→ WORK INSTRUCTIONS
Copy out the entries below precisely; nothing is to be omitted.

(Stored data entries)

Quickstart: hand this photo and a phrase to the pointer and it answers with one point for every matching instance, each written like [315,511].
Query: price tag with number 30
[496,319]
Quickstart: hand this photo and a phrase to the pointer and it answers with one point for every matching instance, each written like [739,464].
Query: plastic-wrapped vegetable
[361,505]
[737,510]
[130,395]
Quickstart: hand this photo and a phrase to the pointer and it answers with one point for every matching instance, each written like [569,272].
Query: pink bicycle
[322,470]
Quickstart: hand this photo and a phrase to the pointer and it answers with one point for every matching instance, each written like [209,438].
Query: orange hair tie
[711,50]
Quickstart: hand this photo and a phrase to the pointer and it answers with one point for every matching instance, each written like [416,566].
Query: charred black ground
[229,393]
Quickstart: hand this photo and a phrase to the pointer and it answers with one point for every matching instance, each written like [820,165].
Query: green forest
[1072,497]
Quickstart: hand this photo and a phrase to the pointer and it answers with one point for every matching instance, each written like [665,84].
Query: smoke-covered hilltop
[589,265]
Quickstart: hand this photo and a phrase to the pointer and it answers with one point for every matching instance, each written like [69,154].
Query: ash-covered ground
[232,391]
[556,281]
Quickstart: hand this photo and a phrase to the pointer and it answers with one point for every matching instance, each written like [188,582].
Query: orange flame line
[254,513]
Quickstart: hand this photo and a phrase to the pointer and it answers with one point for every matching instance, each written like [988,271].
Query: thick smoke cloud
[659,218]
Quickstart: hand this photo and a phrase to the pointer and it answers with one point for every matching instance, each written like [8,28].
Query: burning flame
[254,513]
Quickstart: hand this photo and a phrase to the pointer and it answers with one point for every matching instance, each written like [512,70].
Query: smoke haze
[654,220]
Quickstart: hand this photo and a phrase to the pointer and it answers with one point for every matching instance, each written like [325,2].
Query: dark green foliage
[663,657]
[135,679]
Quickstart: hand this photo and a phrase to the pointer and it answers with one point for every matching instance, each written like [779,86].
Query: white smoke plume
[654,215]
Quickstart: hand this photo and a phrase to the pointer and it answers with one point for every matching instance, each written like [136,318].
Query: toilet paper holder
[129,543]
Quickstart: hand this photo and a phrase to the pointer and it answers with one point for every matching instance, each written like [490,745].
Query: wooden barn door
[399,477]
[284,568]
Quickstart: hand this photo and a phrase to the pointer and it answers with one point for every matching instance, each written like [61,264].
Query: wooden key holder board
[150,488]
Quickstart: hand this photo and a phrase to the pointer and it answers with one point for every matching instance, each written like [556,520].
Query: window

→ TASK RESULT
Quickstart: hand this photo and a phrase to the pointer and it answers with one point for every matching instance, each written like [315,511].
Query: price tag with number 30
[496,319]
Quickstart: hand this photo and a phrase to the pointer and it answers with one point for every matching instance, each written like [739,464].
Query: plastic-wrapped vegetable
[361,505]
[737,510]
[130,395]
Quickstart: hand this photo and a phrase to the pointer and it answers with one point for every matching instance, each written like [569,272].
Query: pink bicycle
[322,470]
Quickstart: hand this photo and a phrase to the pointer and it answers with one point for every matching instance, each written like [209,438].
Query: orange hair tie
[711,50]
Quickstart: hand this photo and a phrase to the pointer and it answers with one point for every matching instance, each written like [416,566].
Query: charred black ground
[229,393]
Quickstart: hand this photo and a phrase to the pointer and it answers with one point for every matching instance, each written like [820,165].
Query: green forest
[1072,497]
Quickstart: hand this photo and a phrase to the pointer and it answers with one point for every matching instance, each written like [665,84].
Query: smoke-covered hilltop
[589,265]
Quickstart: hand this photo and a phrase to the pointer and it answers with one point for every matching instance, each written like [69,154].
Query: ash-covered ground
[232,391]
[556,281]
Quickstart: hand this photo and a phrase to the pointer and it answers with one point for every matching instance, each written like [188,582].
Query: orange flame line
[254,513]
Quickstart: hand this photo and a phrase to the pointer and it answers with one point for every matching instance, each written like [988,271].
Query: thick smoke cloud
[659,218]
Quickstart: hand this photo and a phrase to the pointer and it answers with one point for every matching instance, each written like [8,28].
Query: burning flame
[254,513]
Quickstart: hand this photo and a phrase to the pointer and it answers with one point for every matching instance, each written like [512,70].
Query: smoke haze
[654,220]
Quickstart: hand this photo and a phrase to the pointer and it answers with one point for every matching instance, each written like [325,2].
Query: dark green foliage
[663,657]
[135,679]
Quickstart: hand this photo and a phrase to the pointer and it answers with one point for every matching instance, each written like [779,86].
Query: white smoke plume
[654,215]
Quickstart: hand this photo and a phrase to the pointer and it answers with one point for every matching instance, each written like [136,318].
Query: toilet paper holder
[129,543]
Quickstart: hand this photo and a phrase to the pointer and it answers with one point for every matching instance, each written like [490,745].
Query: wooden barn door
[399,477]
[284,568]
Quickstart: hand this photo and a phrase to the pointer and it answers with one point for every matching instance, each written like [61,264].
Query: wooden key holder board
[150,488]
Quickstart: hand this photo and a phrase to the pointer and it answers with one point for every matching instance, each written like [556,520].
Query: window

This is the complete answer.